### Aim
Replace "white ceiling" with "gray ceiling" in the rows from the first one through the line with "Provide the mask of every instance of the white ceiling.", keeping everything else the same. Give back only those lines, without the pictures.

### Record extracts
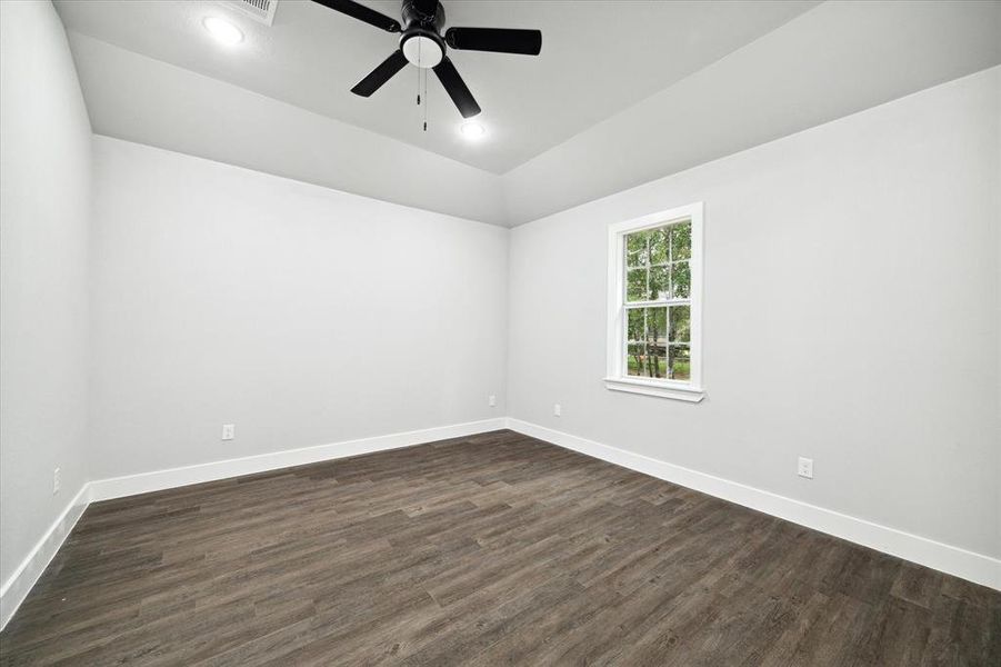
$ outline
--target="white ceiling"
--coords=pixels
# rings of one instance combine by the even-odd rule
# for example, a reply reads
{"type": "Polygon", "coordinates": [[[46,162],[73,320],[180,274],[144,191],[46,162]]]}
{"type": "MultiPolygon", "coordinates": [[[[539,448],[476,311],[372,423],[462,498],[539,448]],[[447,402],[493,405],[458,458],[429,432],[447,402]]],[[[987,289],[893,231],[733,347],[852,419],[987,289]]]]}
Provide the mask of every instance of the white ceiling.
{"type": "Polygon", "coordinates": [[[239,21],[248,40],[227,51],[201,27],[218,3],[57,0],[96,133],[503,226],[1001,63],[1001,0],[451,4],[462,23],[543,30],[539,59],[457,54],[481,143],[441,91],[427,136],[406,81],[351,94],[392,36],[312,2],[280,0],[274,28],[239,21]]]}
{"type": "MultiPolygon", "coordinates": [[[[398,0],[364,3],[399,17],[398,0]]],[[[483,108],[478,120],[489,135],[477,143],[458,133],[461,117],[433,77],[428,82],[429,131],[421,130],[417,68],[406,68],[369,99],[352,94],[350,88],[396,48],[397,36],[309,0],[279,0],[270,28],[210,1],[56,4],[71,32],[504,173],[754,41],[817,1],[446,0],[448,26],[542,30],[538,58],[451,53],[483,108]],[[238,23],[244,42],[234,48],[213,42],[201,26],[209,14],[238,23]]],[[[166,106],[152,112],[170,119],[174,110],[166,106]]]]}

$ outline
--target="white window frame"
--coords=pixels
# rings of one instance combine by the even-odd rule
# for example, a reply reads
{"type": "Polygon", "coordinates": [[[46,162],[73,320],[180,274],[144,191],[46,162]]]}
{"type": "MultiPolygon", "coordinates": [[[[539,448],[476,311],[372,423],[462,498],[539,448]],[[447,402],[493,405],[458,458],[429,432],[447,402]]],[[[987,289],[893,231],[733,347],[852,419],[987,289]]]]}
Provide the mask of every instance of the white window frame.
{"type": "MultiPolygon", "coordinates": [[[[634,220],[609,225],[608,231],[608,375],[604,386],[614,391],[644,394],[699,402],[705,397],[702,387],[702,202],[650,213],[634,220]],[[625,236],[644,229],[691,220],[691,347],[688,380],[639,378],[627,374],[625,349],[625,236]]],[[[670,300],[667,305],[670,305],[670,300]]],[[[664,301],[651,302],[664,305],[664,301]]]]}

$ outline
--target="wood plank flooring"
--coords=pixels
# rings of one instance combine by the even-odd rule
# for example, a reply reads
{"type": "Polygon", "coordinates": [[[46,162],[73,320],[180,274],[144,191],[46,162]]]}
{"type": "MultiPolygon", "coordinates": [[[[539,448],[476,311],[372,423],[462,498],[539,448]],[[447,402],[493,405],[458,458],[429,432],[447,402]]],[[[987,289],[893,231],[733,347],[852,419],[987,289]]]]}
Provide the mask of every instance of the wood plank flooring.
{"type": "Polygon", "coordinates": [[[13,665],[1001,665],[1001,594],[510,431],[92,505],[13,665]]]}

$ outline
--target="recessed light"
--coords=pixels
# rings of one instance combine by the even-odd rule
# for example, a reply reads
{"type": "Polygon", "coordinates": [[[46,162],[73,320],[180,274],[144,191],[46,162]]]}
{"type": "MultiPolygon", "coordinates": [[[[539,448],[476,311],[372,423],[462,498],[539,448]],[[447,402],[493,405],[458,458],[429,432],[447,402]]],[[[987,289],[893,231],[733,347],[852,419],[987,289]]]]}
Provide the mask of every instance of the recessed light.
{"type": "Polygon", "coordinates": [[[487,128],[478,122],[463,122],[459,130],[467,139],[480,139],[487,133],[487,128]]]}
{"type": "Polygon", "coordinates": [[[206,27],[206,30],[211,33],[212,37],[216,38],[217,41],[231,47],[233,44],[238,44],[243,41],[243,33],[240,32],[240,29],[227,21],[226,19],[220,19],[219,17],[208,17],[202,24],[206,27]]]}

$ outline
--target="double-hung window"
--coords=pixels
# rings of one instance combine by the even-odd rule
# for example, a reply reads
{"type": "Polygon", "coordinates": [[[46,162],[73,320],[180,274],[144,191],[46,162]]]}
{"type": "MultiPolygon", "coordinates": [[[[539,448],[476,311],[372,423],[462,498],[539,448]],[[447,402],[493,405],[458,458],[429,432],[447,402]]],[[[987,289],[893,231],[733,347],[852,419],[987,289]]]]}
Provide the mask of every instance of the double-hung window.
{"type": "Polygon", "coordinates": [[[609,228],[609,389],[702,400],[702,205],[609,228]]]}

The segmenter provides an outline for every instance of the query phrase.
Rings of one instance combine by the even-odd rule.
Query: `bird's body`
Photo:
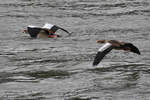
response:
[[[56,25],[46,23],[43,27],[31,26],[27,27],[27,30],[24,30],[25,33],[28,33],[32,38],[56,38],[60,37],[56,35],[55,32],[61,29],[66,33],[69,33],[67,30],[58,27]]]
[[[139,49],[131,43],[119,42],[117,40],[97,40],[97,43],[105,43],[105,45],[98,50],[93,66],[98,65],[112,49],[129,51],[140,55]]]

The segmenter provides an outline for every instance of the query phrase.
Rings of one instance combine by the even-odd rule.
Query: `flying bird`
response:
[[[60,37],[59,35],[55,34],[55,32],[59,29],[70,34],[64,28],[48,23],[46,23],[43,27],[29,25],[27,27],[27,30],[24,30],[24,32],[28,33],[32,38],[40,38],[40,37],[53,38],[53,37]]]
[[[112,49],[115,50],[124,50],[136,53],[140,55],[139,49],[134,46],[132,43],[126,43],[126,42],[119,42],[117,40],[97,40],[97,43],[105,43],[101,48],[99,48],[94,62],[93,66],[96,66],[100,63],[100,61],[104,58],[106,54],[108,54]]]

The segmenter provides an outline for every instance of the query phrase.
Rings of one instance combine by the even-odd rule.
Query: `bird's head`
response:
[[[23,30],[23,33],[28,33],[28,30]]]

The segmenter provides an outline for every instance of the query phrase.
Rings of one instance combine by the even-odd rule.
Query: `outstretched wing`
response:
[[[139,49],[136,46],[134,46],[132,43],[125,43],[124,46],[130,48],[130,51],[133,53],[136,53],[139,55],[141,54]]]
[[[112,49],[113,46],[110,43],[106,43],[104,46],[102,46],[96,54],[96,57],[93,62],[93,66],[98,65],[100,61],[104,58],[104,56],[108,54]]]

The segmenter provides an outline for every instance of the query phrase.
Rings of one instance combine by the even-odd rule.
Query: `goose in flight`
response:
[[[29,25],[27,30],[24,30],[24,32],[28,33],[32,38],[55,38],[60,37],[60,35],[55,34],[55,32],[59,29],[69,34],[69,32],[64,28],[48,23],[46,23],[43,27]]]
[[[96,42],[105,44],[101,48],[99,48],[94,59],[93,66],[98,65],[100,61],[104,58],[104,56],[108,54],[112,49],[129,51],[138,55],[141,54],[139,49],[132,43],[119,42],[117,40],[97,40]]]

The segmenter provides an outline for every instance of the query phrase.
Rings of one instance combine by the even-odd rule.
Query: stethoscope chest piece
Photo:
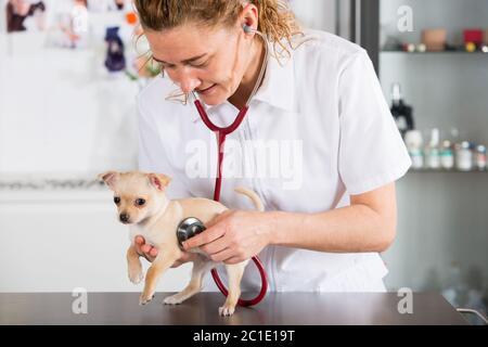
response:
[[[194,217],[189,217],[183,219],[179,224],[177,229],[177,239],[178,243],[180,244],[180,247],[182,247],[182,243],[191,237],[193,237],[196,234],[200,234],[202,231],[204,231],[206,228],[204,223]]]

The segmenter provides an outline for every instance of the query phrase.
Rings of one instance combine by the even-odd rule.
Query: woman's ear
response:
[[[171,178],[164,174],[149,174],[147,177],[151,184],[160,192],[163,192],[166,187],[168,187],[169,182],[171,182]]]
[[[245,34],[254,34],[258,27],[259,13],[254,3],[247,3],[239,16],[239,25]]]
[[[102,180],[105,182],[106,185],[108,185],[110,189],[115,190],[115,183],[117,182],[118,172],[116,171],[106,171],[103,174],[100,174],[98,176],[99,180]]]

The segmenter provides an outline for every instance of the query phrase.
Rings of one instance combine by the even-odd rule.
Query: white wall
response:
[[[108,190],[0,195],[0,292],[142,291],[127,277],[128,245]],[[169,270],[158,290],[182,290],[190,270]]]

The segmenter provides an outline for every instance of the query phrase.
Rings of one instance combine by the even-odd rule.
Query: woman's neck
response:
[[[253,57],[248,63],[246,72],[244,73],[241,85],[239,85],[235,93],[233,93],[229,98],[229,102],[233,104],[237,110],[241,110],[245,106],[247,99],[253,92],[254,86],[256,86],[261,65],[265,62],[266,50],[264,43],[259,40],[260,38],[256,37],[256,40],[254,41],[254,54],[252,55]]]

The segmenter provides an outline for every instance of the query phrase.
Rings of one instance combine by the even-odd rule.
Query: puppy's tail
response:
[[[239,194],[246,195],[248,198],[251,198],[251,201],[254,204],[254,207],[257,210],[259,210],[261,213],[265,210],[265,205],[262,205],[262,202],[259,198],[258,194],[256,194],[251,189],[247,189],[247,188],[244,188],[244,187],[237,187],[237,188],[234,189],[234,191],[237,192]]]

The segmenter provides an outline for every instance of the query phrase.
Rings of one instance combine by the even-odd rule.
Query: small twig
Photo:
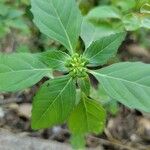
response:
[[[102,139],[102,138],[97,138],[97,137],[94,137],[94,136],[88,136],[88,137],[98,140],[101,144],[113,145],[113,146],[117,146],[117,147],[120,147],[120,148],[126,149],[126,150],[137,150],[137,148],[133,148],[133,147],[130,147],[128,145],[123,145],[119,141],[109,141],[109,140]]]
[[[0,99],[0,105],[6,105],[9,103],[21,102],[21,98],[8,98],[8,99]]]

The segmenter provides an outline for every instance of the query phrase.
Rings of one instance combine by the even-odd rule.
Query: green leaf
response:
[[[141,9],[140,12],[143,14],[150,14],[150,4],[144,4]]]
[[[112,28],[108,24],[101,24],[96,26],[84,19],[81,27],[81,38],[85,43],[86,49],[92,44],[92,42],[98,40],[99,38],[115,34],[119,32],[118,29]]]
[[[32,128],[48,128],[64,123],[75,105],[75,88],[75,83],[70,76],[44,83],[34,97]]]
[[[150,16],[143,16],[141,18],[142,27],[150,29]]]
[[[122,18],[127,31],[134,31],[141,27],[141,20],[136,14],[127,14]]]
[[[23,90],[50,72],[35,54],[0,54],[0,92]]]
[[[96,19],[96,20],[101,20],[101,19],[120,19],[121,14],[120,11],[113,6],[98,6],[92,9],[89,14],[87,15],[88,19]]]
[[[67,71],[66,62],[71,59],[67,53],[61,51],[47,51],[39,56],[41,61],[54,70]]]
[[[132,11],[132,9],[134,9],[137,4],[136,0],[112,0],[112,2],[114,6],[121,8],[123,13]]]
[[[150,65],[125,62],[91,73],[110,97],[129,108],[150,112]]]
[[[106,113],[95,100],[82,95],[80,103],[72,112],[68,126],[73,134],[100,133],[105,127]]]
[[[90,94],[90,79],[89,77],[79,78],[78,85],[81,88],[81,91],[84,92],[86,95]]]
[[[75,0],[31,0],[31,5],[34,23],[41,32],[73,53],[82,23]]]
[[[113,57],[125,38],[125,32],[112,34],[93,42],[83,56],[92,66],[103,65]]]

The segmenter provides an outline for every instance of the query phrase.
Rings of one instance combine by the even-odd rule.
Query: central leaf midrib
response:
[[[118,37],[119,38],[119,37]],[[102,53],[105,49],[107,49],[110,45],[114,44],[118,38],[116,38],[113,42],[111,42],[110,44],[108,44],[107,46],[105,46],[102,50],[100,50],[97,54],[93,55],[92,57],[89,57],[89,59],[93,59],[94,57],[96,57],[97,55],[99,55],[100,53]],[[95,41],[96,42],[96,41]],[[104,41],[103,41],[104,42]],[[89,47],[90,48],[90,47]],[[117,50],[116,50],[117,51]]]

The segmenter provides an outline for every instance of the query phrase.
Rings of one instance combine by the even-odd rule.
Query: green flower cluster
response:
[[[75,53],[67,62],[66,67],[72,77],[82,78],[87,76],[86,64],[87,60],[82,55]]]

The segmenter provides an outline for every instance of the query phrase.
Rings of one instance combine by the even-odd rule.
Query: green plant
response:
[[[84,145],[84,135],[101,133],[106,111],[90,94],[91,74],[105,92],[125,106],[150,112],[150,65],[123,62],[95,70],[117,53],[125,38],[120,32],[94,39],[86,37],[83,54],[76,52],[83,17],[75,0],[31,0],[34,23],[52,39],[59,41],[66,52],[0,54],[0,92],[23,90],[49,77],[33,100],[32,128],[41,129],[67,122],[73,134]],[[95,33],[96,34],[96,33]],[[62,76],[54,77],[58,70]]]

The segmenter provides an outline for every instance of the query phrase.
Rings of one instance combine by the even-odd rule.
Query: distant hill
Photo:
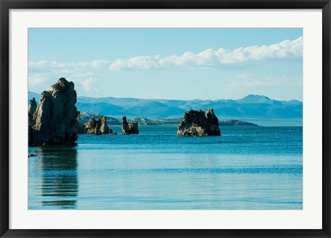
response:
[[[38,97],[37,97],[38,95]],[[29,100],[40,96],[29,92]],[[259,125],[302,126],[303,103],[297,100],[277,101],[265,96],[248,95],[241,99],[168,100],[79,97],[78,110],[113,118],[182,118],[190,109],[214,108],[220,121],[236,119]]]

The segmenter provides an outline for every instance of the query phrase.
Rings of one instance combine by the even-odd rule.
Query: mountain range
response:
[[[29,91],[28,101],[32,97],[40,100],[39,94]],[[79,97],[76,106],[80,112],[89,114],[148,119],[178,118],[190,109],[214,108],[220,121],[240,119],[262,126],[302,126],[303,117],[300,101],[277,101],[252,95],[237,100],[213,101]]]

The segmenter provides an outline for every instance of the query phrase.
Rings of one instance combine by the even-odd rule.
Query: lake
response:
[[[221,127],[221,137],[79,135],[29,148],[28,209],[302,209],[302,127]]]

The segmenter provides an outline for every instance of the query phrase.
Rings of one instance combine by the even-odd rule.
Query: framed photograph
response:
[[[1,237],[330,237],[330,1],[1,1]]]

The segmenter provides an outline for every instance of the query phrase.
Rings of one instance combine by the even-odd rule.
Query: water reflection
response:
[[[41,147],[36,148],[36,153],[41,155],[39,167],[42,172],[42,206],[77,208],[79,186],[75,147]]]

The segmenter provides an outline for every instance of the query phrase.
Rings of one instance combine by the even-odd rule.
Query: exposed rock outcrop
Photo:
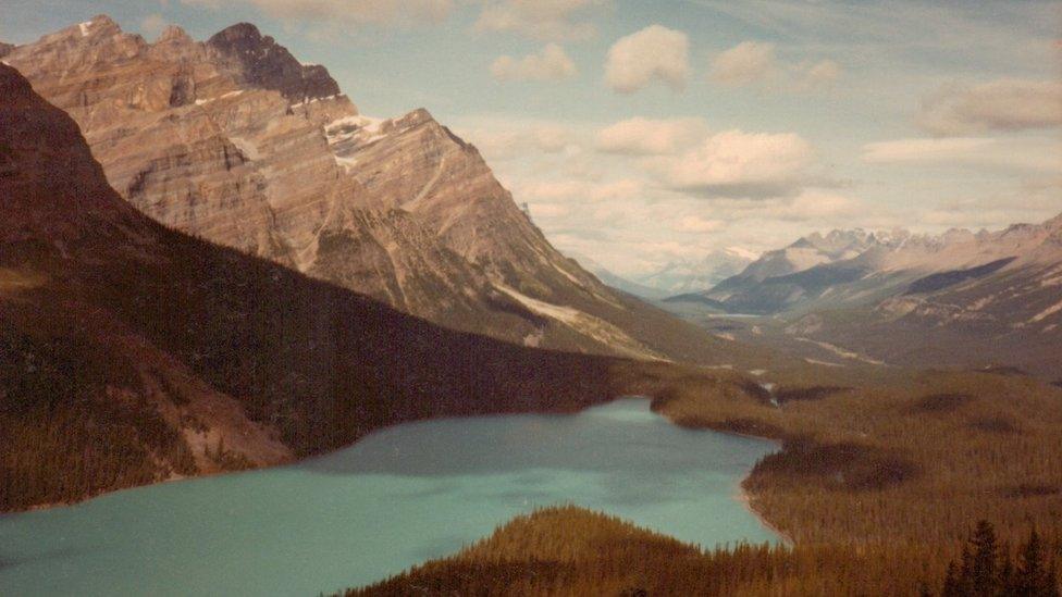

### Full output
$ outline
--target="gray ceiling"
--coords=pixels
# rings of one instance combine by the even-odd rule
# for example, a reply reads
{"type": "Polygon", "coordinates": [[[46,162],[73,320],[180,274],[144,191],[46,162]]]}
{"type": "MultiPolygon", "coordinates": [[[[539,448],[476,311],[372,423],[462,498],[539,448]],[[447,402],[493,405],[458,458],[429,432],[447,402]]],[[[987,289],[893,231],[733,347],[852,419],[987,289]]]]}
Provide the mask of every instance of the gray ceiling.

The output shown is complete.